Search the data for the word "ribbon" and copy out every line that has it.

Stored items from a collection:
====================

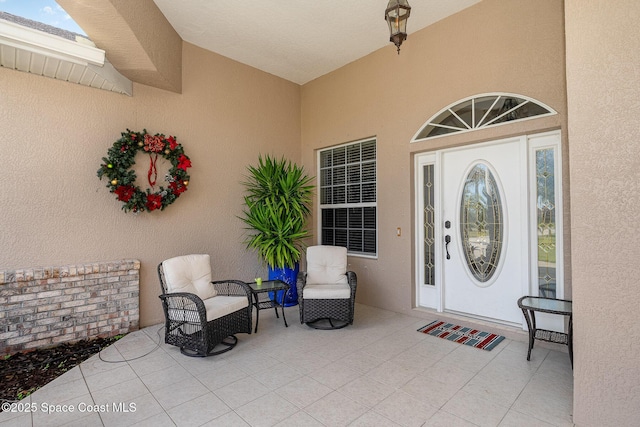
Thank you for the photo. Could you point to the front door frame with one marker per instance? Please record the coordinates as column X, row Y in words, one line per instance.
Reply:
column 432, row 296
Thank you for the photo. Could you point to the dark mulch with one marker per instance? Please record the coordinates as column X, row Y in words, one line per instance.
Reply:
column 23, row 373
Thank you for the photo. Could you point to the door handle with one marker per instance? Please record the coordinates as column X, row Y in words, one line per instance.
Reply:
column 447, row 240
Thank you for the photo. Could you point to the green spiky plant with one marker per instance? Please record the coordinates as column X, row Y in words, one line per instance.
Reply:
column 278, row 200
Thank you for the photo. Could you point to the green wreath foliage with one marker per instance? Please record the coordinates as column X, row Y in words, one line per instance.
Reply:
column 116, row 167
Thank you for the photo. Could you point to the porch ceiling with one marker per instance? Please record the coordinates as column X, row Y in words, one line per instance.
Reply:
column 298, row 40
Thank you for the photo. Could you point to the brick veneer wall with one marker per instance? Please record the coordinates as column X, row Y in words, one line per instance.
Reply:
column 42, row 307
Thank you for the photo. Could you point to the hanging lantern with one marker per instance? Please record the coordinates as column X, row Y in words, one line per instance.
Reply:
column 396, row 16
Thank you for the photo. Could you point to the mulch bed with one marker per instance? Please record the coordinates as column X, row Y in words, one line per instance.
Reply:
column 23, row 373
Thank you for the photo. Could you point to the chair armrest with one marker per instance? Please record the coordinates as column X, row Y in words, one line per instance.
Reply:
column 184, row 301
column 301, row 280
column 234, row 288
column 352, row 279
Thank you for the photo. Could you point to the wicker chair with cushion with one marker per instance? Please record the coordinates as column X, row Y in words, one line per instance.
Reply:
column 327, row 291
column 202, row 316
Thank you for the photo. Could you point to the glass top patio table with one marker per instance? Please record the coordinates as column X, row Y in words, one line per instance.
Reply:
column 546, row 305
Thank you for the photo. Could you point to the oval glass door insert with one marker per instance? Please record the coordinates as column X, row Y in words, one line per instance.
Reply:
column 481, row 223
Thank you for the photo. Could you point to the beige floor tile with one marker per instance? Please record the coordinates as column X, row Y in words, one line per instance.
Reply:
column 198, row 411
column 241, row 392
column 303, row 392
column 445, row 419
column 300, row 419
column 377, row 372
column 267, row 410
column 405, row 409
column 179, row 393
column 335, row 409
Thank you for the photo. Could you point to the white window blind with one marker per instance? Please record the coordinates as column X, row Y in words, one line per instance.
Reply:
column 348, row 197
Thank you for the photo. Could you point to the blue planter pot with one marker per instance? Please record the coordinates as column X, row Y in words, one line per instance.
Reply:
column 290, row 277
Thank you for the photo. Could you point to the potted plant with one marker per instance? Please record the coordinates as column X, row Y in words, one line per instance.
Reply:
column 278, row 201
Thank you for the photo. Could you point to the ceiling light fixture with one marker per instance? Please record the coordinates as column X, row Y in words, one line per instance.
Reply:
column 396, row 16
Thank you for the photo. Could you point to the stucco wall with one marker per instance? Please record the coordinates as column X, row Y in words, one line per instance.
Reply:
column 603, row 91
column 54, row 209
column 494, row 46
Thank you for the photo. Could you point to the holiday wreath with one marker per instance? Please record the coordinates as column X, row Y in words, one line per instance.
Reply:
column 122, row 180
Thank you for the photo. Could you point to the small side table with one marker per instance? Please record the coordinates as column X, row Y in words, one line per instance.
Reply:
column 262, row 300
column 530, row 305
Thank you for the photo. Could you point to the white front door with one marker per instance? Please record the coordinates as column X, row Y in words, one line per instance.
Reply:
column 484, row 212
column 500, row 205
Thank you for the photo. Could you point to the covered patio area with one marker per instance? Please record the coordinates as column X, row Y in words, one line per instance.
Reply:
column 378, row 372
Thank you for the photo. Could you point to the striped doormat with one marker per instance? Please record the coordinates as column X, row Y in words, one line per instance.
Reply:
column 462, row 335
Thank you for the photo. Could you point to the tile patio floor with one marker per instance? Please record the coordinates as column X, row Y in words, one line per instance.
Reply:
column 377, row 372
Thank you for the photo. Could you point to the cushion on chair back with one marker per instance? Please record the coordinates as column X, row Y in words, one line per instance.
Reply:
column 326, row 264
column 189, row 273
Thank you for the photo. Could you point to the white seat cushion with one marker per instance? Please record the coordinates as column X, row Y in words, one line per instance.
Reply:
column 327, row 291
column 326, row 265
column 222, row 305
column 189, row 273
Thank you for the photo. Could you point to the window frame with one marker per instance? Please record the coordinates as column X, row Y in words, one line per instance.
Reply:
column 346, row 204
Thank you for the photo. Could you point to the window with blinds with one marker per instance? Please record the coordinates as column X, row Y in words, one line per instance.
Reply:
column 348, row 197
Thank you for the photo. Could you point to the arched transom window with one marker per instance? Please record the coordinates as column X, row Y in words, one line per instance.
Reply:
column 481, row 111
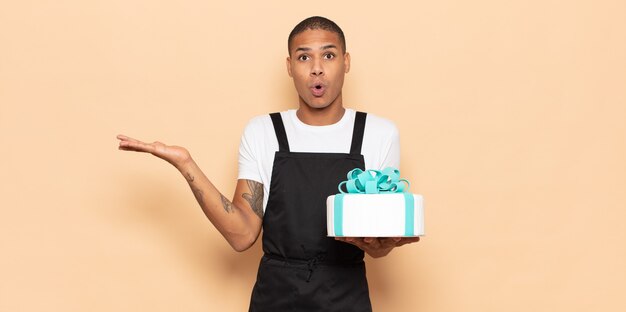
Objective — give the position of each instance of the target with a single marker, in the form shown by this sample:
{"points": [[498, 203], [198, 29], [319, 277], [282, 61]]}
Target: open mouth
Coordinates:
{"points": [[318, 90]]}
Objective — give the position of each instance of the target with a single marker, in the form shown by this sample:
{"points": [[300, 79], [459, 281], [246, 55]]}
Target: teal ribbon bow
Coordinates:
{"points": [[374, 182]]}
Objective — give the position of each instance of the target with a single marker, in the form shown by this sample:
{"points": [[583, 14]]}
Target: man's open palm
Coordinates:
{"points": [[175, 155]]}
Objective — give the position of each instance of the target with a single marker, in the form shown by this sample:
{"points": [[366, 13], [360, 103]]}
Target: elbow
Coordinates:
{"points": [[242, 244]]}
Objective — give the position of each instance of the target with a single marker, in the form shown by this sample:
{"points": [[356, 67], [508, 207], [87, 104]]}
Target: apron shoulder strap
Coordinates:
{"points": [[357, 133], [281, 135]]}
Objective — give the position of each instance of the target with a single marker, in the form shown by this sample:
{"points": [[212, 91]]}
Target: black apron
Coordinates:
{"points": [[303, 269]]}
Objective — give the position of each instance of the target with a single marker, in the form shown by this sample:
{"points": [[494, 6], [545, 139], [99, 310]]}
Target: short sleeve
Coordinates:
{"points": [[392, 157], [249, 154]]}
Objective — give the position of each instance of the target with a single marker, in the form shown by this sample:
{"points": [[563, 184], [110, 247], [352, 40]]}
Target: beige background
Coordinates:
{"points": [[512, 118]]}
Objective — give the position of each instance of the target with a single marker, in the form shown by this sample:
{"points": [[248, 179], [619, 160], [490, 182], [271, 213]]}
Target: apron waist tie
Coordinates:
{"points": [[310, 264]]}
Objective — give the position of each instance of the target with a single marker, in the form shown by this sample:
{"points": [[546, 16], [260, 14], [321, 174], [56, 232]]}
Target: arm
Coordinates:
{"points": [[239, 220]]}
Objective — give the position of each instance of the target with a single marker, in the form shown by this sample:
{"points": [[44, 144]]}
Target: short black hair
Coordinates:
{"points": [[317, 22]]}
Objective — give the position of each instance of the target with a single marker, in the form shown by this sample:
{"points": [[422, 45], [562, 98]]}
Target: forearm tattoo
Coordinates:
{"points": [[196, 191], [228, 206], [256, 198]]}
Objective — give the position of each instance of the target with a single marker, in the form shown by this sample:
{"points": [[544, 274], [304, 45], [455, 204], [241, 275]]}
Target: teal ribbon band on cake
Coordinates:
{"points": [[338, 214], [409, 214], [375, 182]]}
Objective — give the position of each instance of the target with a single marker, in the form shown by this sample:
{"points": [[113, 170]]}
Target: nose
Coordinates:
{"points": [[316, 69]]}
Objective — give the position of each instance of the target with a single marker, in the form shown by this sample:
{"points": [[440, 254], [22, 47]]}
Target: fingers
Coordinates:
{"points": [[365, 243], [130, 144], [374, 242]]}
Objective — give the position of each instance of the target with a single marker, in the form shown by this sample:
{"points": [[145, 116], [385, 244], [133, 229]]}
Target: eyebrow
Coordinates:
{"points": [[326, 47]]}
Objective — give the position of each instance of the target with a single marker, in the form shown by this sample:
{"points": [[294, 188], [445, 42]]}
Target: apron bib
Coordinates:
{"points": [[302, 269]]}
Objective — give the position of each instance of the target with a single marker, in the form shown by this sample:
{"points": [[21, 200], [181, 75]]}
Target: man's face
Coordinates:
{"points": [[317, 65]]}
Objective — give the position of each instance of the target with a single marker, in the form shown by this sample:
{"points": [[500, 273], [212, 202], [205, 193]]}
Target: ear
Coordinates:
{"points": [[289, 66]]}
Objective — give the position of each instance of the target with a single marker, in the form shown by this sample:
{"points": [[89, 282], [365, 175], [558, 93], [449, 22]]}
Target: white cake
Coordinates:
{"points": [[375, 215]]}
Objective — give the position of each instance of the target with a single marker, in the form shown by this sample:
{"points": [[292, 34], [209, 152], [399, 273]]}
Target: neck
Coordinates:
{"points": [[325, 116]]}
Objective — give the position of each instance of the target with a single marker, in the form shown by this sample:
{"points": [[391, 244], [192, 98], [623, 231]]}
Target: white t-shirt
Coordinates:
{"points": [[380, 149]]}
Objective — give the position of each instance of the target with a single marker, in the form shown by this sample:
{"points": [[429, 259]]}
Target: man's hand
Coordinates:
{"points": [[378, 247], [175, 155]]}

====================

§ **Response area**
Target: teal ribbon bow
Target: teal ribbon band on cake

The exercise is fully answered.